#### SET PROBLEM:
In the material below, reproduce word for word the lines from the one containing "the sunflower bloom?" through the one containing "[124,78,467,428]", including both of those lines.

** Start **

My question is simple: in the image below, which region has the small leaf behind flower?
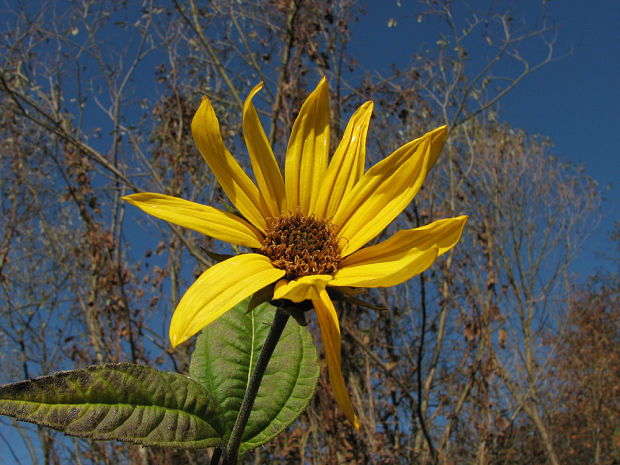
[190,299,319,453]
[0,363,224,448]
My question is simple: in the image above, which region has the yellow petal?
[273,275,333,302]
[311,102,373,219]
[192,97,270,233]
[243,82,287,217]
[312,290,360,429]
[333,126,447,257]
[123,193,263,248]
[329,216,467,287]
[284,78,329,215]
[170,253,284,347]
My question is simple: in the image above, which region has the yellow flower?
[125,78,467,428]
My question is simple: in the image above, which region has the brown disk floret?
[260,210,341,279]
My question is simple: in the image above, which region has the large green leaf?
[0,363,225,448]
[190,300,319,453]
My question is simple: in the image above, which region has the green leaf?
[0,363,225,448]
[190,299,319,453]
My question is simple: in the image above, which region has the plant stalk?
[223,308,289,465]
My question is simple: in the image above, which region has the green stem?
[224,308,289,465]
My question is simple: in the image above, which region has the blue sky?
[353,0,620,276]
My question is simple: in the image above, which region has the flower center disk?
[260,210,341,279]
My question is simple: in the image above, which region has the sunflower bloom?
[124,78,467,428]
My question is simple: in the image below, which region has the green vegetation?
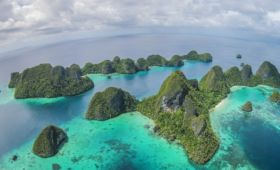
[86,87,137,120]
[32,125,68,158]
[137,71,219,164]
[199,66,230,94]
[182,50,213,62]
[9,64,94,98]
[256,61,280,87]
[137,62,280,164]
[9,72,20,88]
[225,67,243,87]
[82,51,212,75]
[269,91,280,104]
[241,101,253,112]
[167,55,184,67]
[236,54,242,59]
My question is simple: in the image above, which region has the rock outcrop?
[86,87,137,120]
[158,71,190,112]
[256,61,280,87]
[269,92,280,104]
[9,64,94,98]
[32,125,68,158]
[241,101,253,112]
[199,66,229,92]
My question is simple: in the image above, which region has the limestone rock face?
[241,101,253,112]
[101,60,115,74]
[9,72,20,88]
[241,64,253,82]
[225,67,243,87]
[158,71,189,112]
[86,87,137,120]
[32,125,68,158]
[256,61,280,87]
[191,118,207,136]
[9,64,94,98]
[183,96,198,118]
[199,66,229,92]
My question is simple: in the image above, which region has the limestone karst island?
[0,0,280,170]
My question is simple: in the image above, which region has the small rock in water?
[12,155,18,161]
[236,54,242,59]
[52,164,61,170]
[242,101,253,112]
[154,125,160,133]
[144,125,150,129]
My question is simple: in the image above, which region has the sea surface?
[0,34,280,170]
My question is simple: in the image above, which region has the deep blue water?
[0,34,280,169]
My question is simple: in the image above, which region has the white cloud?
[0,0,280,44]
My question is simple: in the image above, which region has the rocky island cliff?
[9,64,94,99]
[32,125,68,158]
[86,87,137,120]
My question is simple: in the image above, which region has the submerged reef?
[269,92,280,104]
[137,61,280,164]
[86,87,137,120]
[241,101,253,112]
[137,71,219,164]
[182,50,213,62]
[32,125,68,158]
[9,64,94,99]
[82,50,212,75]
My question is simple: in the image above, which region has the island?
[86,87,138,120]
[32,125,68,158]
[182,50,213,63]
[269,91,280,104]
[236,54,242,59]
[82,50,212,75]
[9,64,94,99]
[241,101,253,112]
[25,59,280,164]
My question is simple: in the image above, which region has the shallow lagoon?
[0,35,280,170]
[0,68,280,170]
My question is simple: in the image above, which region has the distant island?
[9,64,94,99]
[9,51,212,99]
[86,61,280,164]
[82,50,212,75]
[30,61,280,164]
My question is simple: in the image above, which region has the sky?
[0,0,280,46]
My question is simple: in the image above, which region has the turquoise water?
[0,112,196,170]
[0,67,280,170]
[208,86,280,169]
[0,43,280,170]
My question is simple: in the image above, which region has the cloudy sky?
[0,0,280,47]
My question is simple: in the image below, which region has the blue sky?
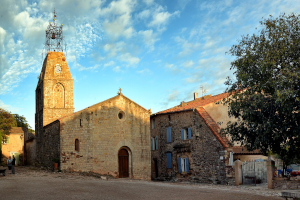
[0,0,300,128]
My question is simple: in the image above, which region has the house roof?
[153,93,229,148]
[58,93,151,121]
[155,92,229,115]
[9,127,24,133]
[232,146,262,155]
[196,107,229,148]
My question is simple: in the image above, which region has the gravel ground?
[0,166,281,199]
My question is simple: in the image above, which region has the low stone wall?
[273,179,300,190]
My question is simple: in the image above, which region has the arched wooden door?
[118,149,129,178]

** End **
** Start **

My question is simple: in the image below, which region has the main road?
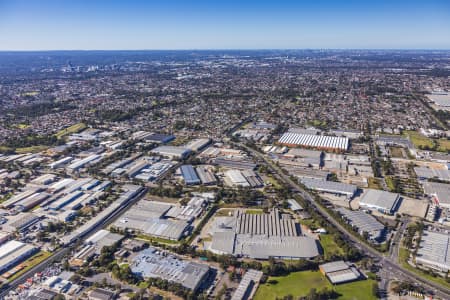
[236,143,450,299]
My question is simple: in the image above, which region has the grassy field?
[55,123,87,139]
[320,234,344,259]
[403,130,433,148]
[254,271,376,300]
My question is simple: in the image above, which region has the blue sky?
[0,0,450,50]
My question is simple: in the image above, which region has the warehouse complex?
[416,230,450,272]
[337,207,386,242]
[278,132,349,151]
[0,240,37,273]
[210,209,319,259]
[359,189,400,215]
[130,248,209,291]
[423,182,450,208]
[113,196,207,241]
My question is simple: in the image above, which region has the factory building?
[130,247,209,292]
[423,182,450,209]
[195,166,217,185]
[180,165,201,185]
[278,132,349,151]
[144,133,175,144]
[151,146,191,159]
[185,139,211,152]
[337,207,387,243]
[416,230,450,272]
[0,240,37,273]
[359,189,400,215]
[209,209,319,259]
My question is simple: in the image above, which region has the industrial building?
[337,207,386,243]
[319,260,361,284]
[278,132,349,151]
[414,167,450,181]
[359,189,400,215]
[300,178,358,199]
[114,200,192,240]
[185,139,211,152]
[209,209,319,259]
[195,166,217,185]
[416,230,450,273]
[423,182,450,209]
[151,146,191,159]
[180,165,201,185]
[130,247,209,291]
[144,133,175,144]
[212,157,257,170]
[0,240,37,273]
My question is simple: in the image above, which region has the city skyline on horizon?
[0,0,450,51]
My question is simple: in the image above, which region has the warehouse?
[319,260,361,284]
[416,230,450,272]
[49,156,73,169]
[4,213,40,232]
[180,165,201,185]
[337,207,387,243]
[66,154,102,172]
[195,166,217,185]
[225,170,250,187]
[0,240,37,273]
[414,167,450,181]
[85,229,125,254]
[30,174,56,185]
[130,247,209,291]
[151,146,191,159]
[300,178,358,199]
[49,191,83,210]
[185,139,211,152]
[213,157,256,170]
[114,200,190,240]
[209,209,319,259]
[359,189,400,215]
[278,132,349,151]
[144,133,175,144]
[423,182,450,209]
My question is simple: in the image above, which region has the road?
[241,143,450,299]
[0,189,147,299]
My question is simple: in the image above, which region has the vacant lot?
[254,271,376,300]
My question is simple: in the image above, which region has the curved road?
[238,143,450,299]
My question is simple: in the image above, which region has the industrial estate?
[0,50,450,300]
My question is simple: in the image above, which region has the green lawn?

** End **

#### FINISHED EXERCISE:
My question is simple: in the image above, which region has the sunflower bloom?
[124,78,467,428]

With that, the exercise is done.